• EXERCÍCIO PROPOSTO A: Na crónica, por que motivo o ancião aconselha muito cuidado no acto de votar? Responda em uma a três frases.
━━━━━━━━━━━━━━━━
Por Gento Roque Chaleca Jr.
“Um amigo disse-me que a memória humana é como coluna de um burro: carrega indelevelmente histórias boas e más. Mas, a avaliar pelos resultados das últimas eleições autárquicas, que na sua maioria deram vitória à Frelimo e seus candidatos, penso que a memória dos eleitores foi curta.” Extraído de uma conversa com amigos.
Quando ainda era residente na circunscrição de Chivule (agora engolida por buldózeres e vorazes apetites dos gorilas do carvão) sempre que tomasse uma decisão errada na escolha dos responsáveis de diversas áreas do regulado, a minha mãe usava o seguinte aforismo para me chamar a razão: “Meu filho, quando a cabeça não tem juízo, o corpo é quem paga. A tua sorte é que, neste regulado, quem manda é o teu pai, régulo Chaleca. Ele pode manter ou destituir do cargo um incompetente, enquanto na metrópole as coisas funcionam de maneira diferente, uma vez eleitos, ninguém os pode destituir – nem mesmo a Lei – a menos que o caudilho no poleiro (quase sempre apoiado por uma claque que o sustenta) encontre razões bastantes que descosam essa união.”
Apoiado pela mamã Chaleca, um ancião sentado num improvisado banco de bambu, de olhos aquosos e lábios tórridos de cachaça, enfatizara: “Tenha muito cuidado no acto de votar. O voto mal entregue carrega prejuízos por cinco anos e não é como no matrimónio, onde em cada fuga chamada vulgarmente divórcio, deixa-se um atrelado de bens: panelas, vassouras, pilões, etc., enquanto na gestão de uma cidade, o que sobra como herança são montanhas de prejuízos para o povo.”
Tudo isto vem a propósito dos resultados das quartas eleições autárquicas que deram uma larga vitória a Frelimo e aos seus candidatos. Lembro-me que, por todos os municípios por onde passei, dirigidos pela Frelimo, ouvi gritos de clamor e lágrimas de transbordar uma barragem, reivindicando a má gestão e a decadência de vida que os munícipes levam.
Vi mães carregando latas de água na cabeça e bebés às costas, diziam que tinham percorrido cerca de 5 km de terra batida em busca daquele precioso líquido. Também vi, com bastante consternação, multidão de gente a ser transportadas em autênticas “latas locomotoras”, sem qualquer tipo de consideração e segurança. Não posso deixar de referir aqui nesta crónica o dilema que se vive na travessia Inhambane – Maxixe e vice-versa, até as sardinhas têm espaço suficiente nas latas de conserva, pois estas são lubrificadas por óleo.
Em Xai-Xai reportei a orfandade da cidade, que anda sem “eira nem beira”. Os jovens ocupam muros para lamentar o rumo negativo das suas vidas. Já que não podem ir ao “Muro das Lamentações”, fazem-no nos arredores do palácio do governador. Nas cidades de Tete e Moatize o cenário é ainda pior, o carvão que enriquece uma nomenclatura, deixa os munícipes empoeirados, até parecem comandos militares camuflados, de tantos os camiões e locomotivas “vomitarem” poeira.
━━━━━━━━━━━━━━━━
• EXERCÍCIO PROPOSTO B: Reescreva as linhas da listagem, começando na que contém "Ground sky in the scene above." e terminando no fim da listagem, com os pedidos incluídos. Aumente em 95 cada coordenada das caixas nas respostas.
━━━━━━━━━━━━━━━━
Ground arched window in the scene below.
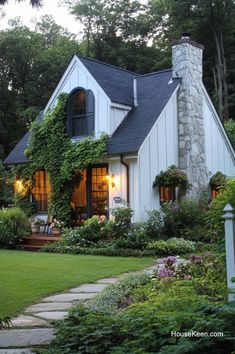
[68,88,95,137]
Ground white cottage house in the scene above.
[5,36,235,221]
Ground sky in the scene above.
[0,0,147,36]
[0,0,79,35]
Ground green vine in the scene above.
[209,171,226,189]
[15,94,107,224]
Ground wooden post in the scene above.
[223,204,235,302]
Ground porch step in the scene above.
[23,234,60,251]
━━━━━━━━━━━━━━━━
• RESOLUÇÃO ESCRITA A: Porque o voto mal entregue traz prejuízos durante cinco anos. Ao contrário do divórcio no matrimónio, que deixa bens como panelas, vassouras e pilões, na gestão de uma cidade o que sobra como herança são montanhas de prejuízos para o povo.

• RESOLUÇÃO ESCRITA B:
Ground sky in the scene above.
[95,95,242,131]
[95,95,174,130]
Ground green vine in the scene above.
[304,266,321,284]
[110,189,202,319]
Ground wooden post in the scene above.
[318,299,330,397]
Ground porch step in the scene above.
[118,329,155,346]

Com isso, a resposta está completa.